=== What needs to be done ===
Search the material for the string "below" and reply with how many lines contain it, nothing else.

BEGIN Material to process

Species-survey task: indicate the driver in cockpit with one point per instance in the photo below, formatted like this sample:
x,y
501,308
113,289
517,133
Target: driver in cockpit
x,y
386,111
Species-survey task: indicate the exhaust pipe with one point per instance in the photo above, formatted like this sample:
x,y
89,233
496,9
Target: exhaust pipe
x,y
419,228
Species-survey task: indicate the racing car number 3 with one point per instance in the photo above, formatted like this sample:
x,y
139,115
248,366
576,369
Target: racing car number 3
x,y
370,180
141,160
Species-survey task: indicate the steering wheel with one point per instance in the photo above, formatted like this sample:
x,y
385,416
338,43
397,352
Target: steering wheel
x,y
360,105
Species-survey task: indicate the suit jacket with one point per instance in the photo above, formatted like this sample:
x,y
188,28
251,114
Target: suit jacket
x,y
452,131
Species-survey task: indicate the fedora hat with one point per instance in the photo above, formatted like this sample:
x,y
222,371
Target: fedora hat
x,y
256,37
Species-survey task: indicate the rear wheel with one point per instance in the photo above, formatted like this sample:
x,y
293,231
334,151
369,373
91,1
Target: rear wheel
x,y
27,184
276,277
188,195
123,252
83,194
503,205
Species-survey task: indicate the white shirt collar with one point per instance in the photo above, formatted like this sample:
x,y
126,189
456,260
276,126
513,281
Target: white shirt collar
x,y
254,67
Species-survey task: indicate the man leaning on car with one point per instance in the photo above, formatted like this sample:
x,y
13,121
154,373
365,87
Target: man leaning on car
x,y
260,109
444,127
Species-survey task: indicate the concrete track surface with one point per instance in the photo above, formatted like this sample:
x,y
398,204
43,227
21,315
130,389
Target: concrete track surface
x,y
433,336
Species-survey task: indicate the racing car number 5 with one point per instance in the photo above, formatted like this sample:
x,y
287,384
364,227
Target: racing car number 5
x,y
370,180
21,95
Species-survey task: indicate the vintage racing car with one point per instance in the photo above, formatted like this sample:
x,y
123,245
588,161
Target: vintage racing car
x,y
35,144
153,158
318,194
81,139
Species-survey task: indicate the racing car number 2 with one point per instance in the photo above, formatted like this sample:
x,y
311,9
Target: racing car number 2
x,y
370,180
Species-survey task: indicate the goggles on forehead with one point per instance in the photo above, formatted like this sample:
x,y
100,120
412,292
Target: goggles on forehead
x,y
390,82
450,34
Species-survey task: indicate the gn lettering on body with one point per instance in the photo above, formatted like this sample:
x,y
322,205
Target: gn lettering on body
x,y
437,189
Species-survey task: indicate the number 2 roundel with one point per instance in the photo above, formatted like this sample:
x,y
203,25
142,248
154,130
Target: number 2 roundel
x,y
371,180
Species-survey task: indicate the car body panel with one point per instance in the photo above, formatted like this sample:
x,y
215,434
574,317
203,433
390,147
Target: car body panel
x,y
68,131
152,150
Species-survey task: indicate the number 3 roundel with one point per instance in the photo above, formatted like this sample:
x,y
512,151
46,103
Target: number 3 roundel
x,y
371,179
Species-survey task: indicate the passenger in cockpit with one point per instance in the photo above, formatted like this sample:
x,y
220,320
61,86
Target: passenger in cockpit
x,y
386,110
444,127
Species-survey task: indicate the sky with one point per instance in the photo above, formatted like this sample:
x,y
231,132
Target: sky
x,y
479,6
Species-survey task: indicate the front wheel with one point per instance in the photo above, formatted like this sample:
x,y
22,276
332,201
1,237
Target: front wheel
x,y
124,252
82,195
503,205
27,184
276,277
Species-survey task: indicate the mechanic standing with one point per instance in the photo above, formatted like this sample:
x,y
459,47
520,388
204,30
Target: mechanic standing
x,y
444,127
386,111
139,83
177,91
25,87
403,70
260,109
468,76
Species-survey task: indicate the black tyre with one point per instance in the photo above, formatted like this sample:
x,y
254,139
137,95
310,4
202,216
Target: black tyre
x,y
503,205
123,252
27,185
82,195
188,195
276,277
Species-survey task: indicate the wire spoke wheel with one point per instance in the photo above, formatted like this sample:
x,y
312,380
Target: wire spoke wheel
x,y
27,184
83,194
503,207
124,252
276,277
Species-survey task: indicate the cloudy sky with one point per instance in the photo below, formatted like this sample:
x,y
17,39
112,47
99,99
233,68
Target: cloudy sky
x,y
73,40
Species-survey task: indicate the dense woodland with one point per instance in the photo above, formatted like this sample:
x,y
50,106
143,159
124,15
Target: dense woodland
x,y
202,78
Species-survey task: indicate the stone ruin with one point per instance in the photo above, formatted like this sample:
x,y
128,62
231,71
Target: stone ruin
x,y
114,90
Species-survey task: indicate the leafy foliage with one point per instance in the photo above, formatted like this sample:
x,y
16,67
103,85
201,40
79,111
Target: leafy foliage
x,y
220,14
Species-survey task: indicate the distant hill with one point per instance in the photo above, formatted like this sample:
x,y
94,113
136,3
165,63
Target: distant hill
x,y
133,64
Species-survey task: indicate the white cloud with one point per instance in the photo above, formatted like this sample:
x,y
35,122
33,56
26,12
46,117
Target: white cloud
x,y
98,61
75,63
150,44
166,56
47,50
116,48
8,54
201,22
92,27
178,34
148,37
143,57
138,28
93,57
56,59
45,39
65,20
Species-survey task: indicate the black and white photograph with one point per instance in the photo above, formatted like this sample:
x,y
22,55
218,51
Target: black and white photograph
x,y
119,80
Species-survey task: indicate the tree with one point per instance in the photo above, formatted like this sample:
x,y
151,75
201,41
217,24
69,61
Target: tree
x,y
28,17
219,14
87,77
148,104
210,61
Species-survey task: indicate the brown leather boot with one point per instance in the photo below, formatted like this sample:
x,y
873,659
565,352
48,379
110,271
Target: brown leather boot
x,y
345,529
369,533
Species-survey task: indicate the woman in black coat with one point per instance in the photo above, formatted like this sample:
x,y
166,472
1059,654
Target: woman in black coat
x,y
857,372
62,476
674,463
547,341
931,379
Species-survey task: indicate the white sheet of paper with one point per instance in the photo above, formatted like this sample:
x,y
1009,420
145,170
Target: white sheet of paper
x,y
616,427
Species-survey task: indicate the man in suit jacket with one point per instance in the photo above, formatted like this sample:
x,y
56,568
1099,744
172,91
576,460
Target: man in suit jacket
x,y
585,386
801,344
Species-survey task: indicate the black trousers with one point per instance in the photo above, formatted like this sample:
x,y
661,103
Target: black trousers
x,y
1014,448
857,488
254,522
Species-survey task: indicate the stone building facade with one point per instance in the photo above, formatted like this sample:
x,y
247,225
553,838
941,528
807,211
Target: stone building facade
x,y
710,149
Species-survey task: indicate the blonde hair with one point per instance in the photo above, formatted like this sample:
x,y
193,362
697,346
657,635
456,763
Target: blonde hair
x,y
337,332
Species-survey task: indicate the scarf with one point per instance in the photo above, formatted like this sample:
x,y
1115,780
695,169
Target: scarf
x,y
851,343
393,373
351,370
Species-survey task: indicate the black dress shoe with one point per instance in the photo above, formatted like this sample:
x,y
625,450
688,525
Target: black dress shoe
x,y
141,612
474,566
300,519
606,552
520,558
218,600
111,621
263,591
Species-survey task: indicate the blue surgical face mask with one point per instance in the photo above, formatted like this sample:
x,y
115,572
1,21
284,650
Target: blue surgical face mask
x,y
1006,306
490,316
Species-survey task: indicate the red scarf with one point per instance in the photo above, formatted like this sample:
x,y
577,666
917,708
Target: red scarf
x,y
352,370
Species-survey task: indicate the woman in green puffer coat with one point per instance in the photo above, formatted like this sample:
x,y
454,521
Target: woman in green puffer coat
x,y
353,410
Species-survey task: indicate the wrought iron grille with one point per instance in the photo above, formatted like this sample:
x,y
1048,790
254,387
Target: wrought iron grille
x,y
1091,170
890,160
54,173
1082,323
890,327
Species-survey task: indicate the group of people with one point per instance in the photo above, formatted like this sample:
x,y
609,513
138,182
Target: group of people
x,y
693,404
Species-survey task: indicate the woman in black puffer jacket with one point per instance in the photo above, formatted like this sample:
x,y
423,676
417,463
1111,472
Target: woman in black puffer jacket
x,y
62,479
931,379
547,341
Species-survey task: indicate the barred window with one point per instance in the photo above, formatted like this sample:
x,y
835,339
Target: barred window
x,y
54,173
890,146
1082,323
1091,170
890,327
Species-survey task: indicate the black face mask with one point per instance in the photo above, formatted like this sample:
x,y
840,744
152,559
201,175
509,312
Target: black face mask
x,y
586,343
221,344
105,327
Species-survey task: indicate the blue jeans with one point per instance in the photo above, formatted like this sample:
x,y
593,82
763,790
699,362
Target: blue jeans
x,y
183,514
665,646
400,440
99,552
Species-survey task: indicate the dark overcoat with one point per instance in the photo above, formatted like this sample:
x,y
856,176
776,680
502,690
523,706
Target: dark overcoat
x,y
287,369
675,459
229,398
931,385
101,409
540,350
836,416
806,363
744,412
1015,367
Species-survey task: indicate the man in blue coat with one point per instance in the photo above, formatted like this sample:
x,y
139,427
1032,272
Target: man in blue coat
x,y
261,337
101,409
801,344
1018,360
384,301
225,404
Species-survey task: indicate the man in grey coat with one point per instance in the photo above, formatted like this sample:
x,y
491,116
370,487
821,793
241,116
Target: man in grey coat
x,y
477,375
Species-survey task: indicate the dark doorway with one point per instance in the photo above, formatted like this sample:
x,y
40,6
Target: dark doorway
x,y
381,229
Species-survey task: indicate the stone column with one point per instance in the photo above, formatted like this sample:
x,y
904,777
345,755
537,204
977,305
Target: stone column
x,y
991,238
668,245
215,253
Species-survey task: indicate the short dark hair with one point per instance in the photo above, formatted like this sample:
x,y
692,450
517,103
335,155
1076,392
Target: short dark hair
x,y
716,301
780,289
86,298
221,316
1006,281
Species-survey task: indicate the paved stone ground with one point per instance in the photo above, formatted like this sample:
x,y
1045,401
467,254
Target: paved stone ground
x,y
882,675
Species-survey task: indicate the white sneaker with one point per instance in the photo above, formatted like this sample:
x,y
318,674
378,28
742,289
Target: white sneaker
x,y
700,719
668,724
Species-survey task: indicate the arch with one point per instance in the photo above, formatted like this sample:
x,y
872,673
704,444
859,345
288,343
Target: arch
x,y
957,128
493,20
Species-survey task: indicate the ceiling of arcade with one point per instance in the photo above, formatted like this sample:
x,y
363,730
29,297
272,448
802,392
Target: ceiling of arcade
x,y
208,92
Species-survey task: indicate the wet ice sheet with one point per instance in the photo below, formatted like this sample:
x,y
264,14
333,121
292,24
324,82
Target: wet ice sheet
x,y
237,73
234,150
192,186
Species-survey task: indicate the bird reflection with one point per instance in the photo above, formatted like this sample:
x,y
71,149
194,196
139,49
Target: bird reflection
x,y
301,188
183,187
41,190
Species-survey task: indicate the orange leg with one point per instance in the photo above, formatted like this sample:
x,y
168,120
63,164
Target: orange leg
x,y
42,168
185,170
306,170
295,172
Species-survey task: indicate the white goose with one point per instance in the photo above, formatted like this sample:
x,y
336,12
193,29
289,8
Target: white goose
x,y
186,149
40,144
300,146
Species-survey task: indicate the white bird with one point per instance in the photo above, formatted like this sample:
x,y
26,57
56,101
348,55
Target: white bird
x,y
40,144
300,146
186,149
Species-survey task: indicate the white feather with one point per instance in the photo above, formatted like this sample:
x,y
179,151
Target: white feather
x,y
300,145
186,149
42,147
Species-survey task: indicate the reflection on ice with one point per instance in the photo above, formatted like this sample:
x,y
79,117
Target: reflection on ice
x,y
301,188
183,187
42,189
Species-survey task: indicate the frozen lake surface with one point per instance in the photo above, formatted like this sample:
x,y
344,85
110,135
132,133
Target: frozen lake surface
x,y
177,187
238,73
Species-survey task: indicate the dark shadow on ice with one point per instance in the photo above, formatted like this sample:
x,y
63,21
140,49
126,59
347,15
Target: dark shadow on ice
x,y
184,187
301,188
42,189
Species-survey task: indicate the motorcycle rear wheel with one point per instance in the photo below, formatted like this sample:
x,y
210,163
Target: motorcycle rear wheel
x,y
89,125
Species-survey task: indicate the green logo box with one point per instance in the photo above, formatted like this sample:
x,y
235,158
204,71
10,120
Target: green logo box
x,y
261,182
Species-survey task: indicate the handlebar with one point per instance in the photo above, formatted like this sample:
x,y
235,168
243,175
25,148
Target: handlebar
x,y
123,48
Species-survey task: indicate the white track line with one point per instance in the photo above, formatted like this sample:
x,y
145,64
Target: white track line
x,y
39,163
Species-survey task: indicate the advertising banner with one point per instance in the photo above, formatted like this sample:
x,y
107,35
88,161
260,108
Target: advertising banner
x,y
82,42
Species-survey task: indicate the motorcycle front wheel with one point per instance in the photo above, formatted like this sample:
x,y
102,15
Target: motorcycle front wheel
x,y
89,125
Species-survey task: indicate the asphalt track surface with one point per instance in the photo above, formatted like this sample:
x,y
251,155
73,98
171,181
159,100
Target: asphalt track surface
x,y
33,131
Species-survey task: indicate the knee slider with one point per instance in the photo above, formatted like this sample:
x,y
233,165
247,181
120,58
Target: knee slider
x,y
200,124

END Material to process

=== Answer to this exercise ===
5